→ **DOKUMENTTEXT**:
▼
Bürgermeister Julian Christ (SPD) weist schon in seiner Begrüßung darauf hin, dass es längst nicht mehr um die Entscheidung geht, ob es die Windkraft geben wird oder nicht. „Die Frage haben Bund und Land beantwortet.“ Deshalb seien Berlin und Stuttgart auch die Adressaten für Kritik. Die Stadt mache hier nur ihre Hausaufgaben.

Und die lauten, einen Beitrag zur Energiewende zu leisten. „Es gibt grundsätzlich geeignete Flächen in Gernsbach“, stellt der Bürgermeister fest. Zwei der drei Suchräume, die jetzt in die weitere Entwicklung gehen, befinden sich auf Gemarkung Reichental. Eine weitere liegt zwischen Lindel, Roter Lache und dem Maienplatz.
▲
Gespeicherte Dateneinträge
▼
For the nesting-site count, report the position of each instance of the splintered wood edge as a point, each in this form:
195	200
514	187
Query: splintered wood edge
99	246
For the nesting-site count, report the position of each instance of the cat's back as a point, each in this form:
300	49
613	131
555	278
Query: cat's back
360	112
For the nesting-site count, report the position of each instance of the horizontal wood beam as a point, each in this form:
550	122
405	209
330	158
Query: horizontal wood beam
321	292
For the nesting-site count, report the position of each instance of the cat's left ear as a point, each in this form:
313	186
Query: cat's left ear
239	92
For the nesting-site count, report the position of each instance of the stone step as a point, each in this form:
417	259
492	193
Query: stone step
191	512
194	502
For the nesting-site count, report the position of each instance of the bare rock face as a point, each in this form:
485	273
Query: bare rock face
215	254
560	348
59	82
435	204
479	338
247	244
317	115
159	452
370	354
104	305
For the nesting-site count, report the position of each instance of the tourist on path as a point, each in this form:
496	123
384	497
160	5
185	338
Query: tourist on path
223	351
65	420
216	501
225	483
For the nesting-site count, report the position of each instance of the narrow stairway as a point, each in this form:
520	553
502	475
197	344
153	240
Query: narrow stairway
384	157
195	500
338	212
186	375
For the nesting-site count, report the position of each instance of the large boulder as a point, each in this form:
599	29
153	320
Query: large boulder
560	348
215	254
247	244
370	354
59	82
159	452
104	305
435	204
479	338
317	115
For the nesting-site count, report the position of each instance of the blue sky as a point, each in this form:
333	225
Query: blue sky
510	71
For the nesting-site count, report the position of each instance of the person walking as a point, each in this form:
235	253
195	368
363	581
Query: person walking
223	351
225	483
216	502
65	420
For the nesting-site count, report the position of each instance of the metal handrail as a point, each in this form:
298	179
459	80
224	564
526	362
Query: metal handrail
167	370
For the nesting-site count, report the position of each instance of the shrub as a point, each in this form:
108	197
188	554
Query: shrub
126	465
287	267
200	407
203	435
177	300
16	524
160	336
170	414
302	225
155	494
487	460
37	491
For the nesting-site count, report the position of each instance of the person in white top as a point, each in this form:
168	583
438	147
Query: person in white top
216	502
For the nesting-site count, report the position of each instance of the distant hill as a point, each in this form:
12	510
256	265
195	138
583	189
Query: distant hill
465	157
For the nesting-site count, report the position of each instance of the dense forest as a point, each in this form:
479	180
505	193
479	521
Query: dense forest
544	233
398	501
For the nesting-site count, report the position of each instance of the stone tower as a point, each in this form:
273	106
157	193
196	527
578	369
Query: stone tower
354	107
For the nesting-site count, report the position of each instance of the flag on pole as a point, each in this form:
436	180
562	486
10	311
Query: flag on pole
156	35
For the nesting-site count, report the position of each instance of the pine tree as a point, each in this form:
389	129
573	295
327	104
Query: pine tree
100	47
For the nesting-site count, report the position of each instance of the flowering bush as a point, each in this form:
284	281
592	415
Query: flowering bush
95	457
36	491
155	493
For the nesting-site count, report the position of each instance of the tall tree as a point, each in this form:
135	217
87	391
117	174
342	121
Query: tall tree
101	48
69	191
▲
→ **ÜBUNGSAUFGABEN**:
1. Gib aus dem Text zur Windkraft in Gernsbach den Abschnitt von „Und die lauten, einen“ bis „und dem Maienplatz.“ wortgetreu aus.
2. Beantworte anhand des Textes zur Windkraft in Gernsbach die folgenden Fragen:
(a) Welcher Partei gehört Bürgermeister Julian Christ an?
(b) Wie viele der drei Suchräume befinden sich auf Gemarkung Reichental?
(c) Zwischen welchen Orten liegt der weitere Suchraum?

→ **ERWARTETE ERGEBNISSE**:
1.
Und die lauten, einen Beitrag zur Energiewende zu leisten. „Es gibt grundsätzlich geeignete Flächen in Gernsbach“, stellt der Bürgermeister fest. Zwei der drei Suchräume, die jetzt in die weitere Entwicklung gehen, befinden sich auf Gemarkung Reichental. Eine weitere liegt zwischen Lindel, Roter Lache und dem Maienplatz.

2.
(a) Der SPD.
(b) Zwei.
(c) Zwischen Lindel, Roter Lache und dem Maienplatz.